[Aim of the task]: Quote the rows below exactly as they appear, from the line containing "highway? Thanks so much for doing this." down to the line containing "[219,224,761,650]", including both of those lines.

[start Exercise materials]

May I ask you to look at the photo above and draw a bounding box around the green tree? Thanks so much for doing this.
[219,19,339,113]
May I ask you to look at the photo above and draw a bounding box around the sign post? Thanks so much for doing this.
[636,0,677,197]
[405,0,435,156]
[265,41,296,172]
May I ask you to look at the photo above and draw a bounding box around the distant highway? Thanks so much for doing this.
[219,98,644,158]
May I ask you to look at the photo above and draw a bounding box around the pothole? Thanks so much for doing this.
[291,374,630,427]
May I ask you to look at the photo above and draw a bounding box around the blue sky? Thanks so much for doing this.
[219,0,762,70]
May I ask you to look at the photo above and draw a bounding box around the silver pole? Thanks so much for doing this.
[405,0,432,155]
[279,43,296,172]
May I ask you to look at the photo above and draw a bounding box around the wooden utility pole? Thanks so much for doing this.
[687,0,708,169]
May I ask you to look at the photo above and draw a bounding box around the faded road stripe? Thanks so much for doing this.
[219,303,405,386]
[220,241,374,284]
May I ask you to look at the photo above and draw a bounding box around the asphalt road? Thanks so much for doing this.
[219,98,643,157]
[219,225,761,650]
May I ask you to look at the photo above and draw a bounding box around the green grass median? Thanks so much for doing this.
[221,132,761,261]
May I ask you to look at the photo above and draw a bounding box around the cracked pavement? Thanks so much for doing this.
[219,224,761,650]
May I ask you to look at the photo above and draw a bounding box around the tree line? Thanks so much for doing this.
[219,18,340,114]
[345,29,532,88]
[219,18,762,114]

[end Exercise materials]
[start Exercise materials]

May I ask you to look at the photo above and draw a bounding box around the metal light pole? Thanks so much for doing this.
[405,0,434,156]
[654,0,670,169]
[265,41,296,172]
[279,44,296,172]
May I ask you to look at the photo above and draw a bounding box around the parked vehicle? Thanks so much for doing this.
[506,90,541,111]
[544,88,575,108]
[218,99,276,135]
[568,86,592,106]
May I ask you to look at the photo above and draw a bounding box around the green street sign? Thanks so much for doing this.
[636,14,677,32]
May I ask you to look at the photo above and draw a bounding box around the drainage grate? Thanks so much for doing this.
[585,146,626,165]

[end Exercise materials]

[Answer in full]:
May I ask you to look at the photo above and draw a bounding box around the distant highway? Thanks so much for doing this.
[219,98,644,158]
May I ask you to look at the photo above and draw a bounding box around the pothole? Thanks so much for doing this.
[291,374,630,427]
May I ask you to look at the photo above and draw a bounding box around the blue sky? Thanks so much for doing this.
[219,0,762,70]
May I ask you to look at the photo above and draw a bounding box around the silver pole? Thanks so much for doing this.
[405,0,432,155]
[279,43,296,172]
May I ask you to look at the photo above and draw a bounding box around the wooden utility pole? Thanks so much for doing this.
[687,0,708,169]
May I ask you to look at the photo above and draw a bounding box around the faded road stripe? Thanks so much for doing this.
[219,303,405,386]
[220,241,374,284]
May I ask you to look at the photo above and draw a bounding box around the asphalt road? Thanks so much for doing this.
[219,98,643,157]
[219,225,761,650]
May I ask you to look at the photo above and draw a bounding box around the green grass median? Thanks so much for doing this.
[221,132,761,261]
May I ask you to look at the photo above and draw a bounding box around the cracked pavement? Thanks so much for doing this.
[219,224,761,650]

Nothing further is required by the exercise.